**What to work on**.
From the start of the records through the line containing "[49,41,71,63]", swap "stigma" for "anther" and give those lines again with nothing else changed.

(Source records)
⁂

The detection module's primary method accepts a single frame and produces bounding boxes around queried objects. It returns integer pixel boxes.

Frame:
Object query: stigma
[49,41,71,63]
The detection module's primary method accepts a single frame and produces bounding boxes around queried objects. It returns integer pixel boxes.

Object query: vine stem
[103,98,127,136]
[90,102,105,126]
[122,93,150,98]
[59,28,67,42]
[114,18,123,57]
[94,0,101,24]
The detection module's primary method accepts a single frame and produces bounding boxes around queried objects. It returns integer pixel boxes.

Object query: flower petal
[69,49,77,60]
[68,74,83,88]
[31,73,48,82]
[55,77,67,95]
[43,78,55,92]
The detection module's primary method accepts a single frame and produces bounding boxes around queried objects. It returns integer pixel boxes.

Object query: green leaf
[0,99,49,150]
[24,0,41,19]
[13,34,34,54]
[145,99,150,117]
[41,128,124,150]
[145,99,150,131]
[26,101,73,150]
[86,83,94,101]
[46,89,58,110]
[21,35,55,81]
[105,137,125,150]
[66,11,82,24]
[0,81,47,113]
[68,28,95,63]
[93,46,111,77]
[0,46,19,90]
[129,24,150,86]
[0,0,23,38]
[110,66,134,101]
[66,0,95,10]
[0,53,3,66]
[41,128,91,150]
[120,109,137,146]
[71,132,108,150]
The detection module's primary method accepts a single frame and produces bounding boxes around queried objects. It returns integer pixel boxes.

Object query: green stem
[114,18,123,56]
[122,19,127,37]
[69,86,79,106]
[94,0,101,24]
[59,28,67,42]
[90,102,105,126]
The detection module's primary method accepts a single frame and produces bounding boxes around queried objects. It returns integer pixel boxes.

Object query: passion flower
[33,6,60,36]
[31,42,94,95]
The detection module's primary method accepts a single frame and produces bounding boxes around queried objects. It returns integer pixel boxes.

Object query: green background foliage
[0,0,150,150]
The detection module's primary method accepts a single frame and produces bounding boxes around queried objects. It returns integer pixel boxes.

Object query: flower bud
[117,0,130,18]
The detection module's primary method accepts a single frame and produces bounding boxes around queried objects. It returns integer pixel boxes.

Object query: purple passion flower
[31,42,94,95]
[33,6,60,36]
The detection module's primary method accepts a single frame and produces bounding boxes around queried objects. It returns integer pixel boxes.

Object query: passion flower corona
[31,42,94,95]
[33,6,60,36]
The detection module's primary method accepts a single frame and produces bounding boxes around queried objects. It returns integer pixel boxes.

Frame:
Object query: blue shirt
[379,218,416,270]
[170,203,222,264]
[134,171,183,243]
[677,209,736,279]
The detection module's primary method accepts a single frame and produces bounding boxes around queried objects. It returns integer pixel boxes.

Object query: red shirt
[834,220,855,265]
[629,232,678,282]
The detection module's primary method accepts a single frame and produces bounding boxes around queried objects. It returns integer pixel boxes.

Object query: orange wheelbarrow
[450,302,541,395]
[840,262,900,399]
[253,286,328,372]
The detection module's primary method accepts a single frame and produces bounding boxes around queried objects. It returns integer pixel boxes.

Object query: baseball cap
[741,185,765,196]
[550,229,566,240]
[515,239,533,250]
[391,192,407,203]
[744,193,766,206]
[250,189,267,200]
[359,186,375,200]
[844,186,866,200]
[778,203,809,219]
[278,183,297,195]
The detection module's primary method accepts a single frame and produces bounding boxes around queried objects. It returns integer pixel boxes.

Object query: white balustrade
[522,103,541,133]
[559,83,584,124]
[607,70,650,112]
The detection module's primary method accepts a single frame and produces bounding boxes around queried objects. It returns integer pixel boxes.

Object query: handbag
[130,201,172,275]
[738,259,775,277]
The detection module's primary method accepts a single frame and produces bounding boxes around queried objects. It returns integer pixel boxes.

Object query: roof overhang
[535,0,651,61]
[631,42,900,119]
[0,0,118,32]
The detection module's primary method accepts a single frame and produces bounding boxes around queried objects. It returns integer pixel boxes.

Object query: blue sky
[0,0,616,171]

⁂

**Solution to this task**.
The detection module's primary method accepts a single frame and produces bounding boxes around queried objects. It returns integer pixel boxes.

Frame:
Object query: anther
[49,41,71,63]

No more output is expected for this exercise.